• **LA CONSIGNE**
Recopiez mot pour mot le passage de l'entretien sur la maladie d'Alzheimer qui commence par « Le dépistage précoce » et se termine par « malades (The Lancet). ».

• **EXTRAIT DE PAGE**
>>>
Comment Clariane redéfinit la prise en soin des personnes vivant avec la maladie d’Alzheimer ? Entretien avec le Pr Antoine Piau

Maisons de retraite médicalisées

Le Professeur Antoine Piau, directeur médical, éthique et innovation en santé du groupe Clariane, partage ses perspectives innovantes sur la prise en soin de la maladie d’Alzheimer au sein de nos établissements. Il met en lumière l’importance du dépistage précoce, le rôle des interventions non médicamenteuses, et le concept des maisonnées. Une approche globale et proactive, pour améliorer en continue la qualité de vie des personnes atteintes de la maladie d’Alzheimer que nous accompagnons.

Le dépistage précoce de la maladie d’Alzheimer est-il vraiment crucial pour améliorer la qualité de vie des patients ?

Pr Antoine Piau - Le diagnostic de la maladie d’Alzheimer est souvent posé trop tard. Environ un tiers des personnes qui devraient être diagnostiquées le sont, mais bien trop tardivement. Le vrai problème est donc celui du diagnostic précoce. On nous demande parfois à quoi sert un diagnostic précoce s’il n’y a pas de traitement curatif. Mais ce n’est pas tout à fait vrai. Il a été prouvé que des facteurs modifiables permettent de ralentir l’évolution de la maladie. On estime que ces facteurs peuvent influencer jusqu’à 40 % des personnes malades (The Lancet).
<<<
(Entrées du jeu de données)
>>>
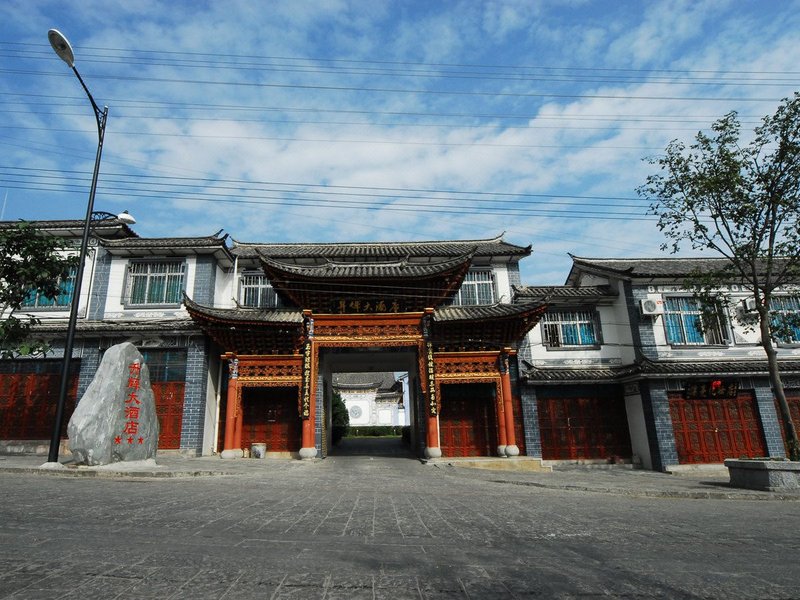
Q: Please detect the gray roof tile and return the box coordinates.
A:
[232,235,531,260]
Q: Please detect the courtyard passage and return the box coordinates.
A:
[0,454,800,600]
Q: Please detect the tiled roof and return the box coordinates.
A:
[0,219,139,239]
[567,254,800,283]
[102,235,233,266]
[183,297,303,325]
[639,358,800,376]
[261,255,471,279]
[333,373,396,390]
[522,366,638,383]
[232,235,531,260]
[522,359,800,382]
[104,235,228,249]
[513,285,617,302]
[34,318,199,333]
[433,303,538,322]
[570,255,730,278]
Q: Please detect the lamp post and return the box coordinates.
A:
[47,29,122,463]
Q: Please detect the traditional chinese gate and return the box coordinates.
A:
[185,242,545,458]
[669,392,767,464]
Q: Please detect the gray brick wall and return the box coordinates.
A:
[754,380,786,456]
[519,385,542,458]
[639,381,678,471]
[181,337,209,454]
[87,248,112,321]
[508,263,522,290]
[192,256,217,306]
[623,281,663,359]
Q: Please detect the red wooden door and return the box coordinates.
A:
[150,381,186,450]
[439,384,498,456]
[0,360,79,440]
[537,395,632,460]
[669,392,767,464]
[141,348,186,450]
[242,387,302,452]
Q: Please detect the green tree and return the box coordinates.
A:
[331,390,350,445]
[0,221,77,358]
[637,93,800,460]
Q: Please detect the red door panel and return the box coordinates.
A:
[669,392,766,464]
[0,360,79,440]
[537,396,632,460]
[150,381,186,450]
[242,387,302,452]
[439,384,497,457]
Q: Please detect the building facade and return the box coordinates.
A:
[0,219,800,470]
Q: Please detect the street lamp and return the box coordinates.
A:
[47,29,125,463]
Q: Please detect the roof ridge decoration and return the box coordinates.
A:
[256,248,475,279]
[231,231,506,247]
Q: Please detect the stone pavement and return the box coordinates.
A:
[0,440,800,599]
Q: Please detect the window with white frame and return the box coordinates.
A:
[239,272,282,308]
[541,310,599,348]
[769,296,800,344]
[450,269,496,306]
[664,296,727,346]
[22,267,78,308]
[126,260,186,306]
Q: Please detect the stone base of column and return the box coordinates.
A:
[506,444,519,456]
[300,448,317,460]
[425,446,442,458]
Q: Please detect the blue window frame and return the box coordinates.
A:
[542,310,599,348]
[127,261,186,306]
[22,267,78,308]
[769,296,800,344]
[664,296,725,346]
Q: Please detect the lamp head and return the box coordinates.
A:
[47,29,75,68]
[117,210,136,225]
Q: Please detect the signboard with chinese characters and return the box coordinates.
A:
[426,342,439,417]
[331,297,405,315]
[684,379,739,400]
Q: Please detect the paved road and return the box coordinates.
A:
[0,455,800,600]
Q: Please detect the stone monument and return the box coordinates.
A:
[67,342,159,466]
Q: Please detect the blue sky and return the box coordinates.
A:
[0,0,800,285]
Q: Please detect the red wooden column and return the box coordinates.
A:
[220,355,242,458]
[419,332,442,458]
[500,348,519,456]
[495,382,508,457]
[300,310,319,459]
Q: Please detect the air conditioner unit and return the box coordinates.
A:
[742,298,756,313]
[639,294,664,316]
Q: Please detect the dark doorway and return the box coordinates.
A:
[242,387,302,452]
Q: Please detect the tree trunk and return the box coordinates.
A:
[758,307,800,460]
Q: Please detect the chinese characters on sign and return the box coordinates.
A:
[300,342,311,419]
[685,379,739,400]
[426,342,438,417]
[114,362,144,444]
[331,298,403,315]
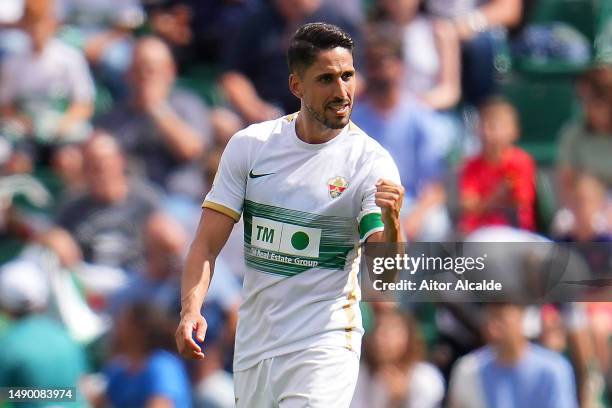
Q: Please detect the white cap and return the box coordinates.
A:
[0,259,49,312]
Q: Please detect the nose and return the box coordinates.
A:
[334,77,349,101]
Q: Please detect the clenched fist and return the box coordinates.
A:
[375,179,404,231]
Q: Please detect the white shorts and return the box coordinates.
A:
[234,347,359,408]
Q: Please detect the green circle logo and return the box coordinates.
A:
[291,231,310,251]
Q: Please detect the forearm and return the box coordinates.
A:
[181,242,215,316]
[150,102,204,161]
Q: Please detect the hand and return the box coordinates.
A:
[174,313,208,360]
[374,179,404,231]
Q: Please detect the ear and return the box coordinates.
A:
[289,72,304,99]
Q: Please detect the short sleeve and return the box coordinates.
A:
[202,133,249,221]
[357,151,401,242]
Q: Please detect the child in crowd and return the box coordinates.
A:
[459,97,536,234]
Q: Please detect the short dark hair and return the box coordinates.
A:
[287,23,355,72]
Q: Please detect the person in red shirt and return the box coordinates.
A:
[459,97,536,234]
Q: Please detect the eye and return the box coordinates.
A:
[342,72,355,81]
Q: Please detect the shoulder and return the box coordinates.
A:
[453,346,495,377]
[230,114,295,146]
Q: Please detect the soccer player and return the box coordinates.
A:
[176,23,404,408]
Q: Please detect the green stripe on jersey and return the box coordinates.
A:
[243,200,358,276]
[359,213,385,239]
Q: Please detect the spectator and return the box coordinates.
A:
[557,65,612,207]
[425,0,523,106]
[0,0,95,160]
[98,37,210,200]
[110,213,187,313]
[460,97,536,233]
[0,260,86,404]
[58,0,145,98]
[374,0,461,110]
[351,309,444,408]
[352,26,452,241]
[220,0,359,123]
[449,303,578,408]
[555,173,612,242]
[96,303,191,408]
[41,131,158,271]
[171,0,263,66]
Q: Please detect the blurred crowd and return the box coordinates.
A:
[0,0,612,408]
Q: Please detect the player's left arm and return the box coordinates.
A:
[366,179,404,243]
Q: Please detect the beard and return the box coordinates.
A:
[304,103,353,129]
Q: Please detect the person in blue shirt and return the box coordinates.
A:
[104,303,192,408]
[449,303,578,408]
[352,25,455,241]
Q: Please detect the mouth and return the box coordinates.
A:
[327,102,351,116]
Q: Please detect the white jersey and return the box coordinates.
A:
[203,114,400,370]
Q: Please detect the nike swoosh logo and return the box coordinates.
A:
[249,170,274,178]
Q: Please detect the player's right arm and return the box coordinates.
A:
[176,126,257,359]
[176,208,235,359]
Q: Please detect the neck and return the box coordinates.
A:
[295,107,342,144]
[496,338,527,365]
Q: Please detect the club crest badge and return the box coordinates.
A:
[327,176,348,198]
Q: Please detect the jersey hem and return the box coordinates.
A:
[233,327,363,371]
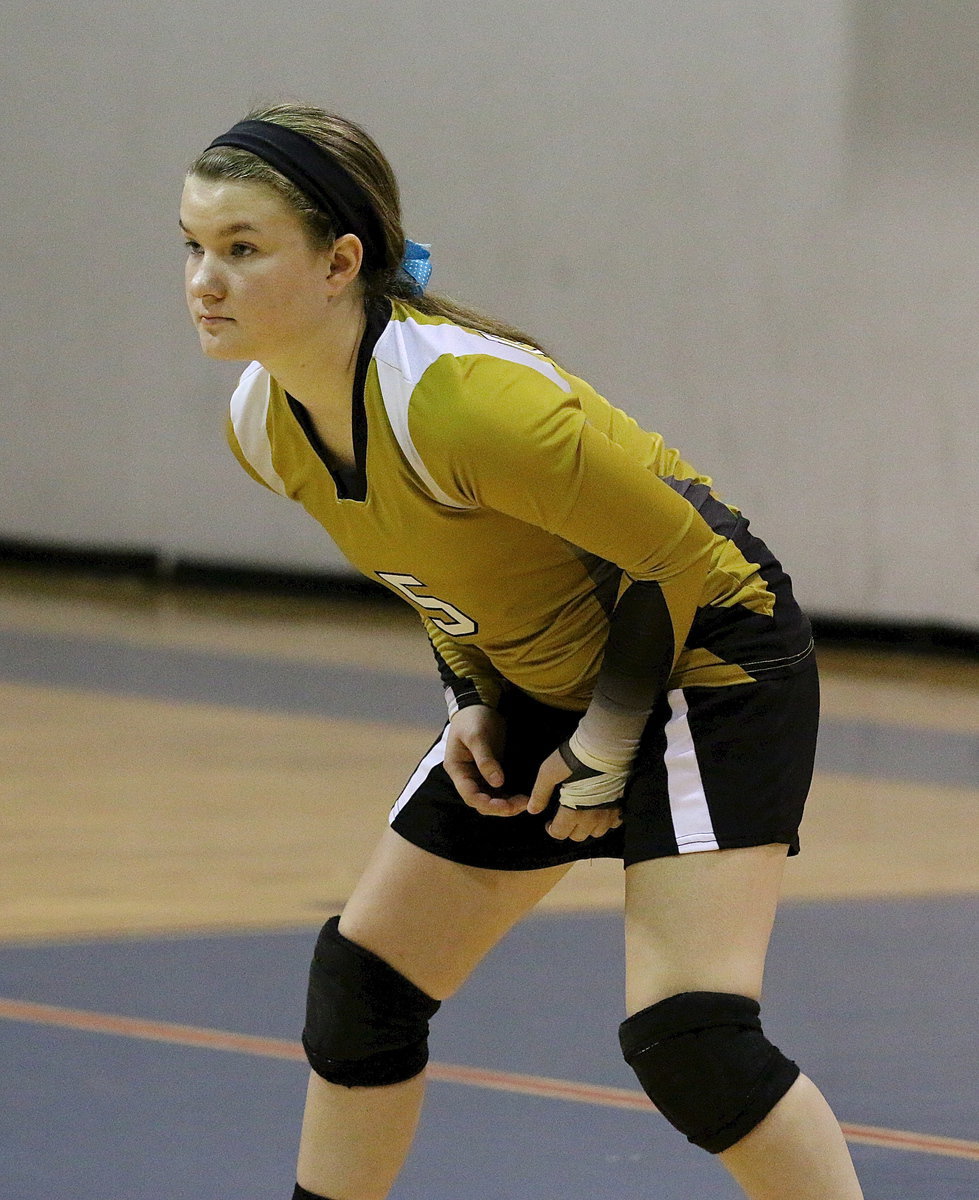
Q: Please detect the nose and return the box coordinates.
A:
[187,253,224,300]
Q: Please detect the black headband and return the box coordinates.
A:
[208,121,386,268]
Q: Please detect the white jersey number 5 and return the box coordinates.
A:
[377,571,479,637]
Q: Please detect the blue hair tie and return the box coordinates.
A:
[401,240,432,296]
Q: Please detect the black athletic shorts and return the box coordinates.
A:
[391,659,819,871]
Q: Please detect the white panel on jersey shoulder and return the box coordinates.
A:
[232,362,286,496]
[374,318,571,509]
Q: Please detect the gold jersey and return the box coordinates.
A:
[228,301,811,709]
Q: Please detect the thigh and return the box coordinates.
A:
[625,845,787,1015]
[340,817,570,1000]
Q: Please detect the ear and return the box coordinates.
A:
[326,233,364,296]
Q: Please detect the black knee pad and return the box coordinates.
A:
[302,917,439,1087]
[619,991,799,1154]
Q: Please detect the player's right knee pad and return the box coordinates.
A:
[619,991,799,1154]
[302,917,439,1087]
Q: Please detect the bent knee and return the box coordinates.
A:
[302,917,439,1087]
[619,991,799,1154]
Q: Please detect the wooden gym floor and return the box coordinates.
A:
[0,569,979,1200]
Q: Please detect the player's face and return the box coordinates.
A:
[180,175,330,364]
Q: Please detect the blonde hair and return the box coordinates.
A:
[188,104,543,350]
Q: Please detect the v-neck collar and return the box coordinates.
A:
[286,300,391,503]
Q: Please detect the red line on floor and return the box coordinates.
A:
[0,997,979,1162]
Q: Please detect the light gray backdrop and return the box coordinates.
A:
[0,0,979,626]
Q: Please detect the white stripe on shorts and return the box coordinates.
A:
[388,725,449,824]
[663,688,719,854]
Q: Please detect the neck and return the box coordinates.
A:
[262,295,367,420]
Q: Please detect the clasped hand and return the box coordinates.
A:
[444,704,621,841]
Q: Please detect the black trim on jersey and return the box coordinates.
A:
[428,637,486,713]
[286,300,391,503]
[661,475,812,686]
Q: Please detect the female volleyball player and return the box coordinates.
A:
[180,106,860,1200]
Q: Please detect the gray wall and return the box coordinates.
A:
[0,0,979,626]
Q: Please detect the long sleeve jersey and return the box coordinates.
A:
[228,301,812,710]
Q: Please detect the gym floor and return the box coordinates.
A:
[0,569,979,1200]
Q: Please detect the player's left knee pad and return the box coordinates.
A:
[619,991,799,1154]
[302,917,439,1087]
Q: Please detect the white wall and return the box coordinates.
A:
<<<
• **RÉPONSE ÉCRITE**
Le dépistage précoce de la maladie d’Alzheimer est-il vraiment crucial pour améliorer la qualité de vie des patients ?

Pr Antoine Piau - Le diagnostic de la maladie d’Alzheimer est souvent posé trop tard. Environ un tiers des personnes qui devraient être diagnostiquées le sont, mais bien trop tardivement. Le vrai problème est donc celui du diagnostic précoce. On nous demande parfois à quoi sert un diagnostic précoce s’il n’y a pas de traitement curatif. Mais ce n’est pas tout à fait vrai. Il a été prouvé que des facteurs modifiables permettent de ralentir l’évolution de la maladie. On estime que ces facteurs peuvent influencer jusqu’à 40 % des personnes malades (The Lancet).